→ EXERCISE BRIEF
Set down exactly the lines from the first line of the records through the line that contains "drop one pin per instance, shaped like <point>165,269</point>.", and leave every picture out.
PROVIDED RECORDS Block Start
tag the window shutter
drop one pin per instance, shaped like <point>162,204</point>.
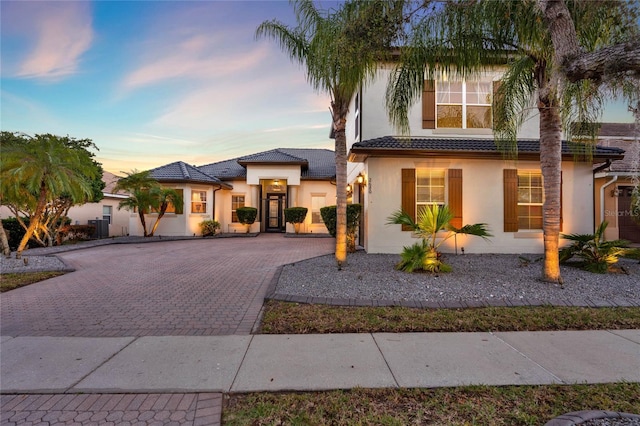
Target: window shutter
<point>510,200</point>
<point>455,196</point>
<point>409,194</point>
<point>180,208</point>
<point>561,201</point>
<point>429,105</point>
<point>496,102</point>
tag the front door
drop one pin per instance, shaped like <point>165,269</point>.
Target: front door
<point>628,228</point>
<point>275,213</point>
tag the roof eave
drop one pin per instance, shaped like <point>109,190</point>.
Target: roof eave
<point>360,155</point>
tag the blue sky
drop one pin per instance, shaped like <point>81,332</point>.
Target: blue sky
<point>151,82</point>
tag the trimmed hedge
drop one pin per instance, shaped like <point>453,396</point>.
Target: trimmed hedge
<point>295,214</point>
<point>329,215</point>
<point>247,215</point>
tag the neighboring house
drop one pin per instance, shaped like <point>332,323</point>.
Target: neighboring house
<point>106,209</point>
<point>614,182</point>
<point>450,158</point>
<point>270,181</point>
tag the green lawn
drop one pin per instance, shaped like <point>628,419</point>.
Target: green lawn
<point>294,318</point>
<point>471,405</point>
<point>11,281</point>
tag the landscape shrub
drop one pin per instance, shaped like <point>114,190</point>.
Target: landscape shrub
PROVIDED RECORDS Block End
→ ANSWER TO THIS PROBLEM
tag the window shutter
drop one pin per instance, shaped like <point>162,204</point>.
Target: window shutter
<point>510,200</point>
<point>455,196</point>
<point>409,194</point>
<point>180,208</point>
<point>561,201</point>
<point>429,105</point>
<point>496,102</point>
tag the front door
drop one pin per instance, shaped like <point>165,269</point>.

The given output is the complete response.